• [Work required] Your response should consist of the entries below, written out exactly.
────────────────────────────────────────
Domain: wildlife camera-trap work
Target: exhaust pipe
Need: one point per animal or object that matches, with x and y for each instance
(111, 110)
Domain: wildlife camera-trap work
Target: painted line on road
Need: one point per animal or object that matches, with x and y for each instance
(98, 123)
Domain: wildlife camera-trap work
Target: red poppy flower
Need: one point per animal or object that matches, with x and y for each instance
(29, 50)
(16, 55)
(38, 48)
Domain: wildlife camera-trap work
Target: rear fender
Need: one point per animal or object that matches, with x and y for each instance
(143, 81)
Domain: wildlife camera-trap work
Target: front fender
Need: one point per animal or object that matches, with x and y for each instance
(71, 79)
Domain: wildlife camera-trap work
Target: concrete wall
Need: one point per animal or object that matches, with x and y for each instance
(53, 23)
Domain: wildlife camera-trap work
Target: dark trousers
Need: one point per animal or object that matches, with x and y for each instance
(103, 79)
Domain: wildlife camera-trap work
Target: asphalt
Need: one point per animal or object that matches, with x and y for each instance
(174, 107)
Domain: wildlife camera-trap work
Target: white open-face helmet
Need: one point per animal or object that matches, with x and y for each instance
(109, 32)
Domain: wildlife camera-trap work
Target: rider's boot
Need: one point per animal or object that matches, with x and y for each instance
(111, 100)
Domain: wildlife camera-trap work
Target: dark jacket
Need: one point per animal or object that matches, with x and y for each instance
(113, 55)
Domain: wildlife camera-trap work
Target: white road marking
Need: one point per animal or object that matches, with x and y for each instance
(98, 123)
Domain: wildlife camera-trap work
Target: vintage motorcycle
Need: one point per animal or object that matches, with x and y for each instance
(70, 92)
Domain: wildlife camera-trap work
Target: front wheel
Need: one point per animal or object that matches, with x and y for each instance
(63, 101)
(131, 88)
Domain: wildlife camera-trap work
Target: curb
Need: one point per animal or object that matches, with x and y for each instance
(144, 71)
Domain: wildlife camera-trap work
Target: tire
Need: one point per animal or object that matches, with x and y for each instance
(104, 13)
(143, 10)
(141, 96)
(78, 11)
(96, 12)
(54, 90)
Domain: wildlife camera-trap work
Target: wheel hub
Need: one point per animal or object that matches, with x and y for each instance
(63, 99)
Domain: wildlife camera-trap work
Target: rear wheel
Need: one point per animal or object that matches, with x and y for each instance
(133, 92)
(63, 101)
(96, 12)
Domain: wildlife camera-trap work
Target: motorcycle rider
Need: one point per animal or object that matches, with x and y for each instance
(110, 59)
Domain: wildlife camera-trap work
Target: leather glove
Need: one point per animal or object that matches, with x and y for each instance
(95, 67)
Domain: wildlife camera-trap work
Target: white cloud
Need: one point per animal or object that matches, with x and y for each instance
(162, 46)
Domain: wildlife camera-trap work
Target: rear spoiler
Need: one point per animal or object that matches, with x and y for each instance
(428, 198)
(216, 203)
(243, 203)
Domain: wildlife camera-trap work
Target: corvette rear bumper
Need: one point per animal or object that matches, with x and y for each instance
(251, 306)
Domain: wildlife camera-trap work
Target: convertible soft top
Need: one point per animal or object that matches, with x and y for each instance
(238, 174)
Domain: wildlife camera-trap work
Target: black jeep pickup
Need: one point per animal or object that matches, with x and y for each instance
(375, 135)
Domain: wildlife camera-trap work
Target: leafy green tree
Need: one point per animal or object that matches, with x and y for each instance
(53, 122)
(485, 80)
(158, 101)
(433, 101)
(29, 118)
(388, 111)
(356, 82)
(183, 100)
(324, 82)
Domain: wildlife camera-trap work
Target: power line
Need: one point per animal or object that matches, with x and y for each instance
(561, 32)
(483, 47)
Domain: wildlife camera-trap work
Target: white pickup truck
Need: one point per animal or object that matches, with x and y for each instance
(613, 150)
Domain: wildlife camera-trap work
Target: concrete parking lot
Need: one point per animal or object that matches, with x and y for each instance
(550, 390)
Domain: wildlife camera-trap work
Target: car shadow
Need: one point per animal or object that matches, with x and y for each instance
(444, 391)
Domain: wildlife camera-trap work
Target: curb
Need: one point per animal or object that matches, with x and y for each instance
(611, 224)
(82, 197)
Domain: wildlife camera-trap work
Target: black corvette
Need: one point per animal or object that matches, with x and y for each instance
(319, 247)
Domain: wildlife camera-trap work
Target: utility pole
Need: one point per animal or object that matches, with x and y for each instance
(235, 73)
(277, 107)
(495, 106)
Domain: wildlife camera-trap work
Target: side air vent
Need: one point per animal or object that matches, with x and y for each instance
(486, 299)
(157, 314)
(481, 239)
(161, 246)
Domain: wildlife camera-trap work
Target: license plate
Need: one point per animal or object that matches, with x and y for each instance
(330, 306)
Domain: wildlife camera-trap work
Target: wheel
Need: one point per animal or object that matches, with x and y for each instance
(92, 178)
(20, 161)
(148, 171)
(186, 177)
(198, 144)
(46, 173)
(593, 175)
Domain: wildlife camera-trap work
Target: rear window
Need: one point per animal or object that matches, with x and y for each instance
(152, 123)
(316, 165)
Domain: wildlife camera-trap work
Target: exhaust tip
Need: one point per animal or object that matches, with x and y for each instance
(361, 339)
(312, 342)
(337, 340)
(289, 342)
────────────────────────────────────────
• [Answer to this problem]
Domain: wildlife camera-trap work
Target: exhaust pipe
Need: one point per animal or object that matches, with x and y for each instance
(111, 110)
Domain: wildlife camera-trap work
Target: painted line on road
Need: one point per animal or object that matches, with x and y for each instance
(98, 123)
Domain: wildlife camera-trap work
Target: red poppy flower
Need: one point per animal or object that matches, with x and y for each instance
(29, 50)
(16, 55)
(38, 48)
Domain: wildlife camera-trap work
Target: rear fender
Need: one point per animal or object that matches, with x and y for each instance
(143, 81)
Domain: wildlife camera-trap work
Target: front fender
Need: one point per animal or object that matches, with x and y for each instance
(71, 79)
Domain: wildlife camera-trap work
Target: concrete wall
Need: one point per animal or object that matches, with x and y for each instance
(53, 23)
Domain: wildlife camera-trap work
Target: dark trousers
Need: one point per animal or object that matches, with x and y for each instance
(103, 79)
Domain: wildlife camera-trap work
Target: asphalt
Need: one point per animal or object that matches, with x and y for each instance
(174, 107)
Domain: wildlife camera-trap work
Target: white open-face helmet
Need: one point per animal or object that matches, with x and y for each instance
(109, 32)
Domain: wildlife camera-trap work
Target: rider's boot
Need: one point per animal or object that matches, with x and y for each instance
(111, 100)
Domain: wildlife camera-trap work
Target: dark jacket
Need: one point per animal or object that matches, with x and y for each instance
(113, 55)
Domain: wildlife camera-trap work
Target: white road marking
Need: one point per animal or object that matches, with x and y for each instance
(98, 123)
Domain: wildlife camera-trap work
Target: vintage motorcycle
Need: one point per animal or object that matches, with x and y for each instance
(70, 92)
Domain: wildlife camera-trap work
Target: front wheel
Need: one point per animal or object that matches, with x and y for each instance
(63, 101)
(131, 88)
Domain: wildlife camera-trap work
Target: curb
Need: one point per animal or object that matches, with x and y for each instance
(144, 71)
Domain: wildlife camera-trap work
Target: tire
Need: one point per animal or object that matches, with x and y for each instance
(104, 13)
(143, 10)
(141, 96)
(78, 11)
(96, 12)
(54, 90)
Domain: wildlife camera-trap work
Target: wheel hub
Need: one point per animal or object that matches, with x and y for each instance
(63, 99)
Domain: wildlife camera-trap work
Target: rear wheel
Need: one point per animal or object that matches, with x and y for each instance
(133, 92)
(63, 101)
(96, 12)
Domain: wildlife camera-trap work
Target: motorcycle rider
Need: one point per animal or object that matches, with x and y for each instance
(110, 59)
Domain: wildlife camera-trap work
Target: leather glove
Need: one point per animal or object that matches, with x and y for each instance
(95, 67)
Domain: wildlife camera-trap work
Target: white cloud
Need: one point per animal or object that matches, with x and y for each instance
(162, 46)
Domain: wildlife camera-trap work
Target: rear spoiler
Need: one point per animal or object that matches, with x and y for each instance
(428, 198)
(216, 203)
(243, 203)
Domain: wildlife camera-trap work
Target: corvette rear bumper
Need: one point per animal or object that matches, with x and y for each instance
(251, 306)
Domain: wildlife camera-trap work
Target: convertible soft top
Need: one point per animal or object that matches, with x and y for each instance
(238, 174)
Domain: wildlife camera-trap work
Target: black jeep pickup
Need: one point per animal or object that matches, with x and y for each instance
(375, 135)
Domain: wildlife camera-trap work
Target: leafy green tree
Need: one point per animal or object that matches, with x and y for each instance
(53, 122)
(485, 80)
(158, 101)
(433, 101)
(29, 118)
(388, 111)
(356, 82)
(183, 100)
(324, 82)
Domain: wildlife camera-trap work
Target: power line
Need: one point per animal or object that matches, with x and y for each instance
(561, 32)
(483, 47)
Domain: wildlife camera-trap work
Target: white pickup truck
Need: one point per animal or object that matches, with x and y for each instance
(613, 150)
Domain: wildlife camera-trap work
Target: concrete parking lot
Need: one point per animal or object that matches, with x and y for each instance
(550, 390)
Domain: wildlife camera-trap work
Target: car shadow
Need: one point per animal or object that matches, with x and y for each instance
(444, 391)
Domain: wildlife camera-trap work
Target: curb
Need: one point per animal or object that matches, with x and y for each instance
(611, 224)
(82, 197)
Domain: wildlife camera-trap work
Target: black corvette
Need: one point per animal or object that matches, with x and y for each instance
(319, 247)
Domain: wildlife camera-trap work
Target: utility pole
Need: one point per animal or object that matches, with x and y for each instance
(235, 73)
(277, 107)
(495, 106)
Domain: wildlife camera-trap work
Target: side air vent
Need: one point per animal or object that matches, with x and y for each instance
(486, 299)
(157, 314)
(481, 239)
(161, 246)
Domain: wildlife camera-trap work
Target: license plate
Need: one point per animal or object that matches, with x and y for each instance
(330, 306)
Domain: wildlife camera-trap work
Target: wheel
Need: one point per animal or object that matches, with x and y for each instance
(92, 178)
(20, 161)
(148, 171)
(186, 177)
(198, 144)
(46, 173)
(593, 175)
Domain: wildlife camera-trap work
Target: rear window
Need: one point per animal or object that matches, with x and y for each instance
(152, 123)
(316, 165)
Domain: wildlife camera-trap work
Target: exhaust tip
Need: one point per animal or object that matches, with x and y for each instance
(361, 339)
(312, 342)
(337, 340)
(289, 342)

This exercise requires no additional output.